Eine Anekdote ist vom Erzpriester Göritz überliefert, der in jener Zeit von 1705 bis 1752 in Wehlau amtierte. Mit zunehmendem Alter wurde er immer zögerlicher, die Konfirmanden einzusegnen. Die Einsegnung war aber Bedingung, wenn man ein Handwerk erlernen wollte. Schließlich fassten sich einige Jugendliche ein Herz und überreichten König Friedrich II. anlässlich einer Revue im nahen Petersdorf eine Petition, in der sie ihr Leid klagten. Erzpriester Göritz wurde umgehend abberufen.

König Friedrich Wilhelm und Luise hielten sich auf ihrer Flucht vor Napoleon 1806 einige Tage in Wehlau auf, wo sie im Haus des Stadtkämmerers Fichtner, dem späteren Kreishaus, logierten. Nach dem Remi bei Friedland am 14. Juni 1807 zog das russische Militär aus Wehlau ab, wobei die wesentlichen Brücken zerstört wurden. Am 16. Juni kamen die Franzosen und wenig später Napoleon in die Stadt und als Napoleon zur Verfolgung der Russen weiter zog, plünderte die französische Besatzung die Stadt ausgiebig. Es folgten Teuerung, Hungersnot und eine Ruhrepidemie, die an die 500 Menschen (von ca. 2.700) das Leben kostete.

1811 wurde die Gewerbefreiheit erklärt. Damit entfiel die wirtschaftliche Bedeutung der Zünfte und die Juden durften Bürger werden und jetzt allgemein einem Gewerbe nachgehen. Bis 1816 kamen durch diese neue Entwicklung 20 Juden in die Stadt, um hier Handel mit dem Hinterland und mit den Nachbarstädten zu treiben. 1846 gab es unter den 3.584 Einwohnern von Wehlau 30 Katholiken, aber 53 Juden.

■ AUFGABENSTELLUNG ■
Kopieren Sie bitte aus dem Textauszug über Wehlau die Stelle, die mit „Eine Anekdote ist“ beginnt und sich bis einschließlich „wurde umgehend abberufen.“ fortsetzt, wortgetreu.

[Zeigedaten zu benannten Objekten]
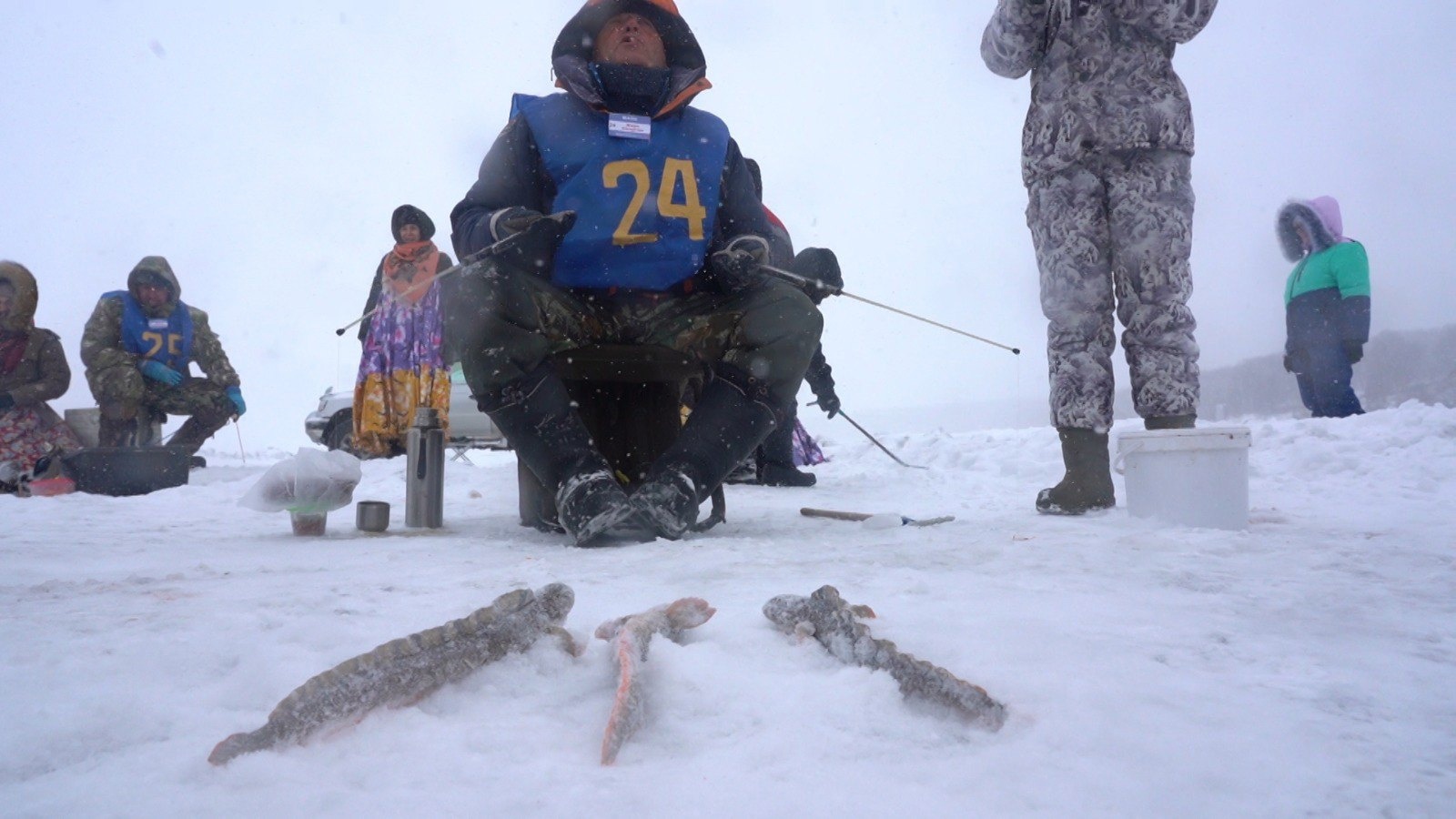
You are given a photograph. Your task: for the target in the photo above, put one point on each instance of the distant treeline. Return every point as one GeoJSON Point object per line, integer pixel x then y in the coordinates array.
{"type": "Point", "coordinates": [1398, 366]}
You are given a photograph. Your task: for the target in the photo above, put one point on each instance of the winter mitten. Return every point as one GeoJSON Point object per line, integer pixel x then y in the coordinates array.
{"type": "Point", "coordinates": [829, 404]}
{"type": "Point", "coordinates": [159, 372]}
{"type": "Point", "coordinates": [822, 266]}
{"type": "Point", "coordinates": [237, 397]}
{"type": "Point", "coordinates": [536, 237]}
{"type": "Point", "coordinates": [735, 267]}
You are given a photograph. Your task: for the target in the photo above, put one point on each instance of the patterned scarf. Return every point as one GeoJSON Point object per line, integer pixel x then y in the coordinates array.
{"type": "Point", "coordinates": [12, 349]}
{"type": "Point", "coordinates": [410, 268]}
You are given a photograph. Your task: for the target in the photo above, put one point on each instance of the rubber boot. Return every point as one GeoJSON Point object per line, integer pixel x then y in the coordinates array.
{"type": "Point", "coordinates": [732, 419]}
{"type": "Point", "coordinates": [776, 460]}
{"type": "Point", "coordinates": [538, 420]}
{"type": "Point", "coordinates": [198, 429]}
{"type": "Point", "coordinates": [1169, 421]}
{"type": "Point", "coordinates": [1088, 482]}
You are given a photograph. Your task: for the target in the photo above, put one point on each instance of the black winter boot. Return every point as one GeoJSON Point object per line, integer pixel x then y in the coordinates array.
{"type": "Point", "coordinates": [730, 420]}
{"type": "Point", "coordinates": [116, 431]}
{"type": "Point", "coordinates": [1088, 482]}
{"type": "Point", "coordinates": [1169, 421]}
{"type": "Point", "coordinates": [776, 460]}
{"type": "Point", "coordinates": [198, 429]}
{"type": "Point", "coordinates": [536, 416]}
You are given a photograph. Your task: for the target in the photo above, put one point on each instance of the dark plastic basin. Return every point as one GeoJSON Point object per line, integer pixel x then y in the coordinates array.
{"type": "Point", "coordinates": [127, 470]}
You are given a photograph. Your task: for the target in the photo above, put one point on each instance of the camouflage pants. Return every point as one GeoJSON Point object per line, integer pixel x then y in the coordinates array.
{"type": "Point", "coordinates": [123, 394]}
{"type": "Point", "coordinates": [768, 331]}
{"type": "Point", "coordinates": [1117, 230]}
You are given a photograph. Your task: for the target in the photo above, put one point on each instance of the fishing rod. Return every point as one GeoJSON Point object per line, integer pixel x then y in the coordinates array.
{"type": "Point", "coordinates": [832, 290]}
{"type": "Point", "coordinates": [873, 439]}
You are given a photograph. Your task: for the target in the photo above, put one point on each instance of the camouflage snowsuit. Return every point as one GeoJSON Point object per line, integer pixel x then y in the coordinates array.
{"type": "Point", "coordinates": [524, 318]}
{"type": "Point", "coordinates": [29, 429]}
{"type": "Point", "coordinates": [123, 392]}
{"type": "Point", "coordinates": [1106, 159]}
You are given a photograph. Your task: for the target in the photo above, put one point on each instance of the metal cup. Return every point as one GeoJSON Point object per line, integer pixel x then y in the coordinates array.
{"type": "Point", "coordinates": [371, 515]}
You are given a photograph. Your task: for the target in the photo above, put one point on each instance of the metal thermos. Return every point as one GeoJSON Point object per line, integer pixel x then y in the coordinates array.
{"type": "Point", "coordinates": [426, 471]}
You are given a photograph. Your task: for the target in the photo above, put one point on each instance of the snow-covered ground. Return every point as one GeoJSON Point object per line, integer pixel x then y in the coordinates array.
{"type": "Point", "coordinates": [1303, 666]}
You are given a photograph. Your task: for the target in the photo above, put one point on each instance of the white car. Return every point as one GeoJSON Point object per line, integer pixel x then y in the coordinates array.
{"type": "Point", "coordinates": [332, 423]}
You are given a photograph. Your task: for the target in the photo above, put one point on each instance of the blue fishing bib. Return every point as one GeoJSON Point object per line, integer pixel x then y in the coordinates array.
{"type": "Point", "coordinates": [167, 339]}
{"type": "Point", "coordinates": [645, 207]}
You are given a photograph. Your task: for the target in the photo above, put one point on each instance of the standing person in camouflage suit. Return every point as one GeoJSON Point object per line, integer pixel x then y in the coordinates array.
{"type": "Point", "coordinates": [1106, 159]}
{"type": "Point", "coordinates": [137, 349]}
{"type": "Point", "coordinates": [33, 370]}
{"type": "Point", "coordinates": [664, 249]}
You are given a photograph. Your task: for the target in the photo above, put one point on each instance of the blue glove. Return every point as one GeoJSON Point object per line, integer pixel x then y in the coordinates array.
{"type": "Point", "coordinates": [157, 370]}
{"type": "Point", "coordinates": [237, 397]}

■ LÖSUNG ■
Eine Anekdote ist vom Erzpriester Göritz überliefert, der in jener Zeit von 1705 bis 1752 in Wehlau amtierte. Mit zunehmendem Alter wurde er immer zögerlicher, die Konfirmanden einzusegnen. Die Einsegnung war aber Bedingung, wenn man ein Handwerk erlernen wollte. Schließlich fassten sich einige Jugendliche ein Herz und überreichten König Friedrich II. anlässlich einer Revue im nahen Petersdorf eine Petition, in der sie ihr Leid klagten. Erzpriester Göritz wurde umgehend abberufen.